#### EXERCISE BRIEF:
Copy every row below verbatim, from the first line through the last.

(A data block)
━━━━━━━━━━━━━━━━

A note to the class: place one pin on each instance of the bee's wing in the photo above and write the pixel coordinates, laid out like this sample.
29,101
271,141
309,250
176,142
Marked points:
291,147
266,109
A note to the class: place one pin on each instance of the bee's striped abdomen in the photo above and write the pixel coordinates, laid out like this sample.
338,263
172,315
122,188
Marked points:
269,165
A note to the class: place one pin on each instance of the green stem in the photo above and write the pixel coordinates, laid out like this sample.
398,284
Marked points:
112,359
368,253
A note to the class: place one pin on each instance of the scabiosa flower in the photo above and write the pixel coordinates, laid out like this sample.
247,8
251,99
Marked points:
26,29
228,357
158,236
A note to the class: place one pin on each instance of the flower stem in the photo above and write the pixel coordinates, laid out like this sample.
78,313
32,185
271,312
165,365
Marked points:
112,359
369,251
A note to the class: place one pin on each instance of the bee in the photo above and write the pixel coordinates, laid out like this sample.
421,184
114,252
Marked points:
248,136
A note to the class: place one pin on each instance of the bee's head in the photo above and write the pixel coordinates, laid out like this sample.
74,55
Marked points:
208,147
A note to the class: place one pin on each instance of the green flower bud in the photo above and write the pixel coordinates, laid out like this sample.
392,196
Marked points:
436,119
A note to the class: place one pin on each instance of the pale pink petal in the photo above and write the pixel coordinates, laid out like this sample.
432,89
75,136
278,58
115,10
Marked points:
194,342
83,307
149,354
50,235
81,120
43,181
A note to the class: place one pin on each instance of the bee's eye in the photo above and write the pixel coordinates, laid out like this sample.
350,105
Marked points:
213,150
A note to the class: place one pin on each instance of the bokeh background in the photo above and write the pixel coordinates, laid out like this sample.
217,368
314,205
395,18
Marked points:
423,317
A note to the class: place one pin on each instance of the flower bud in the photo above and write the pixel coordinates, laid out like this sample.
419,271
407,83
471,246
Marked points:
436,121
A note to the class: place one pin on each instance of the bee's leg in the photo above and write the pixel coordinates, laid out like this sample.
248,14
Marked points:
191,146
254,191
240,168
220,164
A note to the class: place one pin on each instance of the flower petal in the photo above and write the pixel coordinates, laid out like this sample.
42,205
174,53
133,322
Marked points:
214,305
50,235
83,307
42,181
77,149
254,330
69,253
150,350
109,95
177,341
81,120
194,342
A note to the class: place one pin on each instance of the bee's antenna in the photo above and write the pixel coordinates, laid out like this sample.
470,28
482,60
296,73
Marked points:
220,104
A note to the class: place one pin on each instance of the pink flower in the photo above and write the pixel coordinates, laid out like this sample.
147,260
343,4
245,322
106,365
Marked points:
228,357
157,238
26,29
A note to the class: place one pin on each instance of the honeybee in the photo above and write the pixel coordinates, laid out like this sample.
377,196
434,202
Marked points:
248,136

━━━━━━━━━━━━━━━━

#### CORRECT RESPONSE:
A note to the class: place one pin on each instance of the bee's wing in the photo above and write the pixel coordinates, laid out like this sample.
29,101
271,141
309,250
176,142
Marked points:
291,147
266,109
A note to the class: place one pin on each instance of the bee's striped abdomen in the photo above and write the pixel coordinates, laid out like this sample.
338,263
172,315
122,188
Marked points:
269,165
A note to the class: place one pin on each instance of the green stem in the photo above and write the pixel coordinates, laid out like this sample.
398,284
Marked points:
112,359
368,253
A note to the class: place one pin on each instance of the scabiosa flower in the photo above and write the pixel coordinates, laid out like this sample.
247,8
251,99
Marked points:
26,29
228,357
158,236
A note to the class: place one pin on each instance of the flower stem in the photo above and write the pixel coordinates, laid out like this sample.
78,313
32,185
271,312
165,365
Marked points:
112,359
369,251
A note to the class: place one pin on each instance of the bee in the photo above and write the pixel coordinates, laid out like this sample.
421,184
114,252
Marked points:
248,136
A note to the class: place one pin on each instance of the bee's head in the photo above and write the pixel coordinates, laid out like this sample.
74,55
Marked points:
208,147
A note to the class: place one pin on each instance of the green flower bud in the photo above and write the pixel coordinates, laid out like this sample.
392,196
Marked points:
436,119
A note to the class: place one pin on each instance of the pale pink petal in the photo above and write the pixel coordinates, laid out like this sample.
432,89
75,136
278,58
115,10
Marked points:
194,342
83,307
149,354
50,235
81,120
43,181
A note to the class: place one pin on each instance of the bee's eye in the photo above and write the pixel coordinates, laid out like this sample.
350,105
Marked points:
213,150
A note to the class: place one pin on each instance of the bokeh background in the photo above and write the pixel coordinates, laid out like this sample.
217,368
314,205
395,18
Marked points:
423,317
A note to the class: place one pin on each instance of the flower bud in the photo above and write the pixel coordinates, laid out like this sample.
419,271
407,83
471,246
Marked points:
436,121
A note to the class: place one pin on each instance of the bee's leg in the photo above and write the pixel coordinates, laid out like this sample.
248,14
Marked points:
191,146
254,191
240,168
220,164
A note to the class: place one pin on each instance of the flower petal in the photo above and write the pixel coordinates, laid out like this sample.
42,205
174,53
133,322
Marked points:
214,305
50,235
83,307
42,181
77,149
254,330
69,253
150,350
109,95
177,341
81,120
194,342
A note to the class: place one pin on each instance of the bee's antenna in the photo above and write the pixel coordinates, laid out like this sample.
470,28
482,60
296,73
Marked points:
220,104
A note to the class: place one pin on each instance of the pink flower in the photo above and write the pixel coordinates, laid out like this sample.
147,260
343,4
245,322
106,365
Marked points:
228,357
157,238
26,29
A note to the class: place one pin on each instance of the honeybee in the photo above and write the pixel coordinates, laid out like this sample.
377,196
434,202
Marked points:
248,136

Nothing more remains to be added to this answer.